**ABOUT THIS TASK**: Return the listing in full and exactly, but without a single picture.

════════════════════

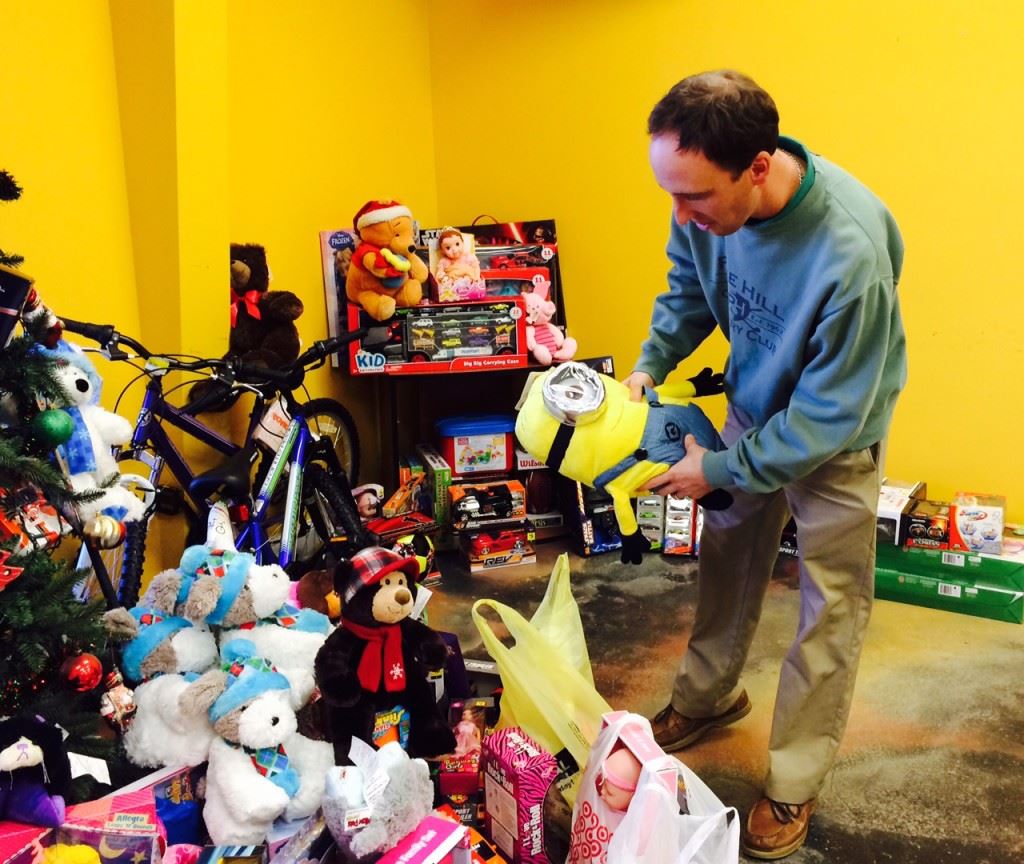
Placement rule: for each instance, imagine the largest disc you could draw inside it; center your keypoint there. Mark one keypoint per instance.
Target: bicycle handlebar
(109, 339)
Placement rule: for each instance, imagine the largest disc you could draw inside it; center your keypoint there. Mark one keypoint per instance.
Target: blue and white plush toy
(259, 766)
(162, 655)
(87, 454)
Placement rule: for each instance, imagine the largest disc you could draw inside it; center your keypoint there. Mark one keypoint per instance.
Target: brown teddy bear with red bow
(372, 672)
(263, 331)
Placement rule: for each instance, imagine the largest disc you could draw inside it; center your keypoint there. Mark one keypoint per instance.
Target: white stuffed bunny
(259, 767)
(248, 600)
(88, 452)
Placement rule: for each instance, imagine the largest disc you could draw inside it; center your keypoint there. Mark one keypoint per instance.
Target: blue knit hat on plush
(248, 676)
(154, 628)
(229, 566)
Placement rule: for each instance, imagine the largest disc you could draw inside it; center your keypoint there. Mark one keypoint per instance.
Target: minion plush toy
(583, 425)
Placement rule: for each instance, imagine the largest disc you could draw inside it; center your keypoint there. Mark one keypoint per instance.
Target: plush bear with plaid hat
(385, 272)
(259, 766)
(161, 655)
(372, 672)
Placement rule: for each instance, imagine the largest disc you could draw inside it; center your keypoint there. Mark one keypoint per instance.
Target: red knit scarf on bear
(381, 657)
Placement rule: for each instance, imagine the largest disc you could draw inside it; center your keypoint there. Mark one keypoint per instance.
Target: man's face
(701, 191)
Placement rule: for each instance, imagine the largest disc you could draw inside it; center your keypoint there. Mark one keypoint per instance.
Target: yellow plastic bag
(557, 618)
(544, 691)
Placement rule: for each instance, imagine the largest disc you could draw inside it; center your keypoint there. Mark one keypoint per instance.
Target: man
(797, 262)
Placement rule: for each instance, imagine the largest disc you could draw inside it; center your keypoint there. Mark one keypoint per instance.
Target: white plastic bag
(652, 830)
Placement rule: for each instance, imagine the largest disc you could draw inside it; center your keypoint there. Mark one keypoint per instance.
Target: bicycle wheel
(330, 420)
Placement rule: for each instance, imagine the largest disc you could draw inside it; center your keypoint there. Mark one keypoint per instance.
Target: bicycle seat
(230, 478)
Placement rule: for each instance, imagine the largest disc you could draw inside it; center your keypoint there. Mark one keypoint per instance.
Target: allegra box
(976, 522)
(517, 773)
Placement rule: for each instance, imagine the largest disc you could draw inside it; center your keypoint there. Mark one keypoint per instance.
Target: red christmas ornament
(83, 672)
(7, 573)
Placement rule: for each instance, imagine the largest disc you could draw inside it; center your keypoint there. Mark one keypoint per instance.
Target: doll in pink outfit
(458, 269)
(467, 734)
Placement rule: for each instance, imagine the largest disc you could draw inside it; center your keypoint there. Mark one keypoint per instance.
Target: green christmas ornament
(52, 427)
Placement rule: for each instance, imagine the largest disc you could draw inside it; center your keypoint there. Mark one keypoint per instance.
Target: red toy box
(474, 336)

════════════════════

**SOLUTION FOR THIS EXERCISE**:
Placement rule: for each instance, imagine the largest disc you could draw inside it; center your keypoint there. Mark one keypoint per instance.
Target: bicycle handlebar
(109, 339)
Placement rule: for each instance, imagine the largest disc you could draw inside it; center your keypoint there. Mark one keypoint per instance.
Target: blue and white plush toy
(259, 766)
(162, 655)
(87, 454)
Placement rule: for each instance, imagine the largest disc you could draw inside it; center your keypoint there. Mark one keypoint per instance.
Target: brown teddy bear with red bow
(372, 672)
(263, 331)
Placement rule: for each instance, imagine the largest disc you could draw inside it; center your keypoint there. Mark one keypoint per instance.
Target: white stuffed bunny
(259, 767)
(248, 600)
(88, 452)
Placement rule: for each instance, imagine the largest disc you could draw inside it; center your keypoint there. Mark one keypoint per instance.
Target: blue knit hat on plush
(248, 676)
(154, 628)
(229, 566)
Placement rule: for each instance, imagine the largest disc you could draw inside it; center your keypoint there. Mark one keypoint per instance.
Target: minion plush toy
(583, 425)
Placement rule: for each instance, imagine the largest disc you could draw inside it; center your keypoint there. Mark one keypoint per instance.
Target: plush bear with plaid hat
(385, 272)
(259, 766)
(161, 655)
(372, 672)
Placement rule: for each instance, imagine the largest disc you could draw inside it; center your keypoint there. Mark one keypoint per instance.
Target: red knit scarf on bear
(381, 657)
Placement rule: for each instance, imagine the largest disc you could draw inside it; center your keypoint there. Mark one keypoint per instance.
Target: man's face
(701, 191)
Placement rule: for each instance, imagine the largest disc you could draw inside it; center your keypoint there. Mark one keypoint per instance.
Target: yellow plastic bag
(557, 618)
(544, 691)
Placement rule: for each instance, imagine the largest disc you could draw inside it; center your keypoint there. Mark one keypoint per instance.
Target: man
(797, 262)
Placement rule: for each instance, imagine the largest disc you could draw inside it; center your keypoint there. Mark one keypoint per instance.
Target: white plastic bag
(652, 830)
Placement rule: for each instance, imagine the largest disc you could draw inside it; center your keypoint there. Mark one keypoint per instance.
Target: bicycle wheel
(330, 420)
Placement rule: for each instance, imagine the largest disc you could draw inside it; center your keypoint there. Mark one keypoint per instance.
Target: bicycle seat
(230, 478)
Placement rule: for each instance, imagine the largest disc you could draw inside it; center your keypoint there. Mark one keypoint per instance.
Target: allegra box
(976, 522)
(517, 773)
Placement rule: for each instance, imagine the largest disc you could draw inside it; center your keypoint there. Mark one keypoint per instance.
Target: red christmas ornament
(83, 672)
(7, 573)
Placement rule: for each instance, imagine the largest disc you could draw inside it; center your keypoint there. Mark one keypoint per instance.
Target: doll in pink outfit
(458, 269)
(467, 734)
Placement rule: for each instance, imagine the largest disc you could draw inside it; center your keypoint there. Mark one keypoint per instance.
Target: green christmas ornament
(52, 427)
Placement rule: for each instance, imagine the largest disc you could draw inside it; center your keypoint there. Mark one keypoint per instance.
Target: red toy box
(474, 336)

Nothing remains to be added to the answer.